_Exercise materials_
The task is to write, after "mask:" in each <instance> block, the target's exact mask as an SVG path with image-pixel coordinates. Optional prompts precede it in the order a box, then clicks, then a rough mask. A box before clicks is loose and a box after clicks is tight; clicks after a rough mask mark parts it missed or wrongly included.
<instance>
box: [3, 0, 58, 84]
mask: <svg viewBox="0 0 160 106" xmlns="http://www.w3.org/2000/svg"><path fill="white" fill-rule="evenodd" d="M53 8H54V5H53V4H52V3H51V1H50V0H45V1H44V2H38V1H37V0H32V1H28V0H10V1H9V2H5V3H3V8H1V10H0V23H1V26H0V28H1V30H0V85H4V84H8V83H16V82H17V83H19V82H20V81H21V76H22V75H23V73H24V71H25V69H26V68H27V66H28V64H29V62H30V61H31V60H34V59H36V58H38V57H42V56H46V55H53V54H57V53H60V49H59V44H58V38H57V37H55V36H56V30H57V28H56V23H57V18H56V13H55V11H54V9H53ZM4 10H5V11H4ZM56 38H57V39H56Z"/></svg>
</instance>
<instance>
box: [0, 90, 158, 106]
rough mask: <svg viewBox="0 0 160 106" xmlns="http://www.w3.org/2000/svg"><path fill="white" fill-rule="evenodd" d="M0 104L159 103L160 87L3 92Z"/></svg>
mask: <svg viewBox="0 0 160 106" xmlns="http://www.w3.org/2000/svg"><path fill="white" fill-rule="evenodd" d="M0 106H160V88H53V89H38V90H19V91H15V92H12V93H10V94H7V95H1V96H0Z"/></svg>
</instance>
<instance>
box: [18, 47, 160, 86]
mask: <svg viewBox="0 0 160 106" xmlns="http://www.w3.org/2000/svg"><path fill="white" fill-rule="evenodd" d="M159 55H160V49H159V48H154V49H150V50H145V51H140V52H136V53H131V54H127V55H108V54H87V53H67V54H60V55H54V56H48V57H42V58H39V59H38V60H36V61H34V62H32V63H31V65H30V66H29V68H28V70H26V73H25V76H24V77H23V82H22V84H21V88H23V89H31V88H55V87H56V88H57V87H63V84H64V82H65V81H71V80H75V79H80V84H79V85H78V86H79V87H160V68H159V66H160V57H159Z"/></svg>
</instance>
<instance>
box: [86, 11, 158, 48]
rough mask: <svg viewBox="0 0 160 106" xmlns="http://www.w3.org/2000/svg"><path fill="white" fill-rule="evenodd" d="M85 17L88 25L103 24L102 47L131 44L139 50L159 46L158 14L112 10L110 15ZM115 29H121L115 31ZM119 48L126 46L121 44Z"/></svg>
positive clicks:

_What to work on_
Rewrite all of the data above, replacing each occurrence of "rough mask" with "coarse mask" and leaving everything else unchanged.

_Solution to the problem_
The task is to write, after "mask:" in each <instance> block, the target's exact mask as an SVG path with image-pixel coordinates. Optional prompts precede it in the order a box, then clicks, then a coarse mask. A box before clicks is loose and a box after clicks is tight; clicks after a coarse mask mark parts it missed or wrongly included.
<instance>
box: [3, 0, 58, 84]
mask: <svg viewBox="0 0 160 106" xmlns="http://www.w3.org/2000/svg"><path fill="white" fill-rule="evenodd" d="M53 8H54V5H53V4H52V3H51V1H50V0H45V1H44V2H38V1H37V0H32V1H28V0H10V1H9V2H5V3H3V8H1V10H0V23H1V26H0V28H1V30H0V85H4V84H8V83H16V82H17V83H19V82H20V81H21V76H22V75H23V73H24V71H25V69H26V68H27V66H28V64H29V62H30V61H31V60H34V59H36V58H38V57H42V56H46V55H53V54H57V53H60V49H59V44H58V38H57V37H55V36H56V30H57V28H56V23H57V18H56V13H55V11H54V9H53ZM4 10H5V11H4ZM56 38H57V39H56Z"/></svg>
</instance>
<instance>
box: [0, 90, 158, 106]
coarse mask: <svg viewBox="0 0 160 106" xmlns="http://www.w3.org/2000/svg"><path fill="white" fill-rule="evenodd" d="M0 104L159 103L160 87L3 92Z"/></svg>
mask: <svg viewBox="0 0 160 106" xmlns="http://www.w3.org/2000/svg"><path fill="white" fill-rule="evenodd" d="M0 106H160V88H53V89H38V90H19V91H15V92H12V93H10V94H7V95H1V96H0Z"/></svg>
</instance>
<instance>
box: [18, 47, 160, 86]
mask: <svg viewBox="0 0 160 106" xmlns="http://www.w3.org/2000/svg"><path fill="white" fill-rule="evenodd" d="M159 55H160V49H159V48H154V49H150V50H145V51H140V52H136V53H131V54H127V55H108V54H87V53H67V54H60V55H54V56H48V57H42V58H39V59H38V60H36V61H34V62H32V63H31V65H30V66H29V68H28V70H26V73H25V76H24V77H23V82H22V84H21V88H23V89H31V88H55V87H56V88H57V87H63V84H64V82H65V81H71V80H75V79H80V84H79V85H78V86H79V87H160V68H159V66H160V57H159Z"/></svg>
</instance>
<instance>
box: [86, 11, 158, 48]
coarse mask: <svg viewBox="0 0 160 106" xmlns="http://www.w3.org/2000/svg"><path fill="white" fill-rule="evenodd" d="M85 17L88 25L103 24L102 47L131 44L139 50L159 46L158 14L112 10L110 15ZM115 29H121L115 31ZM119 48L126 46L121 44Z"/></svg>
positive clicks:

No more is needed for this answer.